▶ **DATASET CONTENT**:
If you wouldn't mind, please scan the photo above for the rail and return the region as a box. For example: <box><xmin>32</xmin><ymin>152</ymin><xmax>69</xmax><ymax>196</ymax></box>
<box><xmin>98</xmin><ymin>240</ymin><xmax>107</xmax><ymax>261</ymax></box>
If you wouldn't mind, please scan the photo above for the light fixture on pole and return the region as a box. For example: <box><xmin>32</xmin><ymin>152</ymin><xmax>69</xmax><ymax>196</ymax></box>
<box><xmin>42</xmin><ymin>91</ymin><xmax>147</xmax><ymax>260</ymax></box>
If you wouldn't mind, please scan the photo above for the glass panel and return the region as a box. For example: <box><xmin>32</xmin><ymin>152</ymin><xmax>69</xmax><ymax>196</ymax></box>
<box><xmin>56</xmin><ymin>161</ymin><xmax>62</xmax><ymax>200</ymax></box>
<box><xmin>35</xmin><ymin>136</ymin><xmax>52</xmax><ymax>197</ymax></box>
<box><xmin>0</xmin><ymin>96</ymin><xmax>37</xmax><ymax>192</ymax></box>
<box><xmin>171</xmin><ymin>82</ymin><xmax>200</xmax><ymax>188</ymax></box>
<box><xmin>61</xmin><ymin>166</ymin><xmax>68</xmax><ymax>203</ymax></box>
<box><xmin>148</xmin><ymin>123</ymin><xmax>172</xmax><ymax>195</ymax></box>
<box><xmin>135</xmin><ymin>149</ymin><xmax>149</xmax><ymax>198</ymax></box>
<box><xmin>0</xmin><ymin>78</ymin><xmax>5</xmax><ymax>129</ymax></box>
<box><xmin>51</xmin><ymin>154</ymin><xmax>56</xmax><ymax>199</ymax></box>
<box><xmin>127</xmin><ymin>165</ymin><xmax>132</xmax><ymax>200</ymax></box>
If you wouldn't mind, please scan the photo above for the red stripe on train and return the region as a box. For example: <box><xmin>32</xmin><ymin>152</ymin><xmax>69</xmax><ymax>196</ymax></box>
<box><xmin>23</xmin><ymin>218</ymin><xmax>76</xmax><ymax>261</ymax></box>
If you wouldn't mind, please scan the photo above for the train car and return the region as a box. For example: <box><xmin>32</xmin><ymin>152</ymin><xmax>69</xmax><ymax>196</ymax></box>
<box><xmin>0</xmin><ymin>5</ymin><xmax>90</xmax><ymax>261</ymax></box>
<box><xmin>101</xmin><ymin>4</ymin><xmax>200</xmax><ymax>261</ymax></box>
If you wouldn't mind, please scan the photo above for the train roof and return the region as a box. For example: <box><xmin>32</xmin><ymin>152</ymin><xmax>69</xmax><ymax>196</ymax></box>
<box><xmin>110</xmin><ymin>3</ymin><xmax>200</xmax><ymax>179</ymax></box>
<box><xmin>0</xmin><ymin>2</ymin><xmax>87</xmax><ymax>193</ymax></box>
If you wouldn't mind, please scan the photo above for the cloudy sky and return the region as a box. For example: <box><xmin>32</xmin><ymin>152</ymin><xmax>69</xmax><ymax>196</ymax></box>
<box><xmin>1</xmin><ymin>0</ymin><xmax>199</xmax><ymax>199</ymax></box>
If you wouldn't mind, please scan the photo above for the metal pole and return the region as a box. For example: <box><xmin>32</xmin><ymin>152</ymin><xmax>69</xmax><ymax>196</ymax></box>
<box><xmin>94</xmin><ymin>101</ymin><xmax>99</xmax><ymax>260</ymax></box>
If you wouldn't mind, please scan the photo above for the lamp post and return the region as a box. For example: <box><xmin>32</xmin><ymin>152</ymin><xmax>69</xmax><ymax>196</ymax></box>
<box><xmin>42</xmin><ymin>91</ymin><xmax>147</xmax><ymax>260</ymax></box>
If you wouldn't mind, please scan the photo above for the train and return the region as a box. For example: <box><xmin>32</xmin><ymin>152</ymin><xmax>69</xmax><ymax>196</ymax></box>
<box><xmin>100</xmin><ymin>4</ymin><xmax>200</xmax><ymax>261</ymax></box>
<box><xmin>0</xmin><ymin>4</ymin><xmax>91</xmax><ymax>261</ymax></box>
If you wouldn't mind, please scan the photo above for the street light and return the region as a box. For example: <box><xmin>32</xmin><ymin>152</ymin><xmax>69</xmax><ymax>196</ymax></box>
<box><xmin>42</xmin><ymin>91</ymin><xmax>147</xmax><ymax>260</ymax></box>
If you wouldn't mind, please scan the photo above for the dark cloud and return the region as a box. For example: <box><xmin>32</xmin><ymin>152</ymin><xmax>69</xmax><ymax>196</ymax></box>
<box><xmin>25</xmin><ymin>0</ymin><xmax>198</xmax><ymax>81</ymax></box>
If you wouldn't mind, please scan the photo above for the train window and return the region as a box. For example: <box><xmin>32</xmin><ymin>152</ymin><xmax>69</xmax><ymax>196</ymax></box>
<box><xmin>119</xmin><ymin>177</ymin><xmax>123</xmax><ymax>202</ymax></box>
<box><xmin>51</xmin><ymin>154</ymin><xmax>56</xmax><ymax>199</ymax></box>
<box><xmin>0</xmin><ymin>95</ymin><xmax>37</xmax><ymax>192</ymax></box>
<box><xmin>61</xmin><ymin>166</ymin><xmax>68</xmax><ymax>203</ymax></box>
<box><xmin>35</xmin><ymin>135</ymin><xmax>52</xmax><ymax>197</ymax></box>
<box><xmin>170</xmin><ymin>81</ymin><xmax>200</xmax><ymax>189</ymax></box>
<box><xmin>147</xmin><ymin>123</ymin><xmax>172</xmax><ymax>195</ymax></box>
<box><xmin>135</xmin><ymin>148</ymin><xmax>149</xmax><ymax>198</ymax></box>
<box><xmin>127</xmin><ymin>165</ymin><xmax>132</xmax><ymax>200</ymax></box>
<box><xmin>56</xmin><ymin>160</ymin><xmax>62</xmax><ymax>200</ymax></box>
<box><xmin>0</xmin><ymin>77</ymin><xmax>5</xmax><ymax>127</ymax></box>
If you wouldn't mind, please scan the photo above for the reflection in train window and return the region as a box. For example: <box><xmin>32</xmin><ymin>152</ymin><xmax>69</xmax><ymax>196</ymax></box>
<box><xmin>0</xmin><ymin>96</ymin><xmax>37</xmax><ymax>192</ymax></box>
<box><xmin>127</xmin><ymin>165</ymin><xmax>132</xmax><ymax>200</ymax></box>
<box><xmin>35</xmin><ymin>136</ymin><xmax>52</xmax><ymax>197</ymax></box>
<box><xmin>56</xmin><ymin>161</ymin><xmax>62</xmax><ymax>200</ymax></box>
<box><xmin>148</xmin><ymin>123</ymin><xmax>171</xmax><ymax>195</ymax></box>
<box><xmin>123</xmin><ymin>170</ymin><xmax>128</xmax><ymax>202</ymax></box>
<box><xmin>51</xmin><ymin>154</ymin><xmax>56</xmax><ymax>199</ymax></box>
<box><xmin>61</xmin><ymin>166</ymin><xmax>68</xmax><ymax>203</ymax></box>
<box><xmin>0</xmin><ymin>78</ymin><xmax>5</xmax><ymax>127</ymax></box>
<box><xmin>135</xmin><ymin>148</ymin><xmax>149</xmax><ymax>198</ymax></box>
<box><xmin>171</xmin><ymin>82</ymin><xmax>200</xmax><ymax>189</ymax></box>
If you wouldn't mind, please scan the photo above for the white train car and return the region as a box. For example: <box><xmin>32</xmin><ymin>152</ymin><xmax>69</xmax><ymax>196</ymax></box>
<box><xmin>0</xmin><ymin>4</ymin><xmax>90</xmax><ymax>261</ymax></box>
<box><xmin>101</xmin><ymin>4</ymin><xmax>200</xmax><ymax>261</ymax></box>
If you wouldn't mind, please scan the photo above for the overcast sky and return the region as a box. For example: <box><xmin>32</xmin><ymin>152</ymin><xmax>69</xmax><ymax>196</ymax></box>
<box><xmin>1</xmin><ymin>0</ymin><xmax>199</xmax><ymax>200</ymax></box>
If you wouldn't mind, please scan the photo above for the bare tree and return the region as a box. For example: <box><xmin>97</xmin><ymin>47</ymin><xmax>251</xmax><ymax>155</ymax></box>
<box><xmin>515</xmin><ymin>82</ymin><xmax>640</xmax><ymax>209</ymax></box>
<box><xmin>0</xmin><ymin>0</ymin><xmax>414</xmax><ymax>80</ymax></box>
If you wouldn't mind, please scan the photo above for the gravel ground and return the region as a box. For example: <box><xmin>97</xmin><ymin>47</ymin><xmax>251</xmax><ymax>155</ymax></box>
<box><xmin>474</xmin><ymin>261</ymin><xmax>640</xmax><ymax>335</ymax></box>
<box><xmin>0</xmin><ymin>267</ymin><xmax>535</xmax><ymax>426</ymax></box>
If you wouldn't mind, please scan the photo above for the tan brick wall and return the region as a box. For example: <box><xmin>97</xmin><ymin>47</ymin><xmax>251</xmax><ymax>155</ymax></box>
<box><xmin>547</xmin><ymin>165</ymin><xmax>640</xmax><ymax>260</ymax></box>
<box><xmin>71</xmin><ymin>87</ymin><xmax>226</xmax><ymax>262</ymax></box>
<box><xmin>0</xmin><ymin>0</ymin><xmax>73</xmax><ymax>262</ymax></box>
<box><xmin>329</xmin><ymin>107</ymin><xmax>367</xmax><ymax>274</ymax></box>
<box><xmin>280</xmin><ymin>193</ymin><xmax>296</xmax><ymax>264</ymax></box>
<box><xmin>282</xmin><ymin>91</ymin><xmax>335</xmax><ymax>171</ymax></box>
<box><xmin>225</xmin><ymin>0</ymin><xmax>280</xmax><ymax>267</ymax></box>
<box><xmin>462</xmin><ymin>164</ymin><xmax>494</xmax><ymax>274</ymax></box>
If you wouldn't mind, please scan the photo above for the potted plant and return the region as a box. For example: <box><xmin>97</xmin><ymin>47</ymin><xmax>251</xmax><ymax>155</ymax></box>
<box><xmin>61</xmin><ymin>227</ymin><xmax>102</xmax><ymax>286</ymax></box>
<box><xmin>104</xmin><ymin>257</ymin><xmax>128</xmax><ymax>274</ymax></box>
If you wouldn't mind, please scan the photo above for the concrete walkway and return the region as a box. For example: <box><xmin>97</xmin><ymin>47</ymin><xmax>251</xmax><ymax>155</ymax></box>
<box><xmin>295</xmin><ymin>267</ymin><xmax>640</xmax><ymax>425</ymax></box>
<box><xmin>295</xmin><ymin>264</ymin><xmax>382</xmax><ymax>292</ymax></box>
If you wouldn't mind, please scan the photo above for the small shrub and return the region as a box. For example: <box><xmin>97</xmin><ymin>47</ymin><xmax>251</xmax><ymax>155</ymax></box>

▶ **GIVEN INSTRUCTION**:
The line containing "for the potted" and every line after it, through the end of the records, should be repeated exactly and alone.

▶ **RESULT OF THIS EXERCISE**:
If you wouldn't mind, please scan the photo above for the potted plant and return the region as a box. For example: <box><xmin>97</xmin><ymin>47</ymin><xmax>251</xmax><ymax>155</ymax></box>
<box><xmin>61</xmin><ymin>227</ymin><xmax>102</xmax><ymax>286</ymax></box>
<box><xmin>104</xmin><ymin>257</ymin><xmax>128</xmax><ymax>274</ymax></box>
If you wouldn't mind, please scan the photo above for the concrete walkway and return the region as a box. For example: <box><xmin>97</xmin><ymin>47</ymin><xmax>251</xmax><ymax>155</ymax></box>
<box><xmin>295</xmin><ymin>267</ymin><xmax>640</xmax><ymax>425</ymax></box>
<box><xmin>295</xmin><ymin>264</ymin><xmax>382</xmax><ymax>292</ymax></box>
If you wouldn't mind, please scan the photo above for the small shrub and return the region as a box. For example: <box><xmin>97</xmin><ymin>47</ymin><xmax>251</xmax><ymax>155</ymax></box>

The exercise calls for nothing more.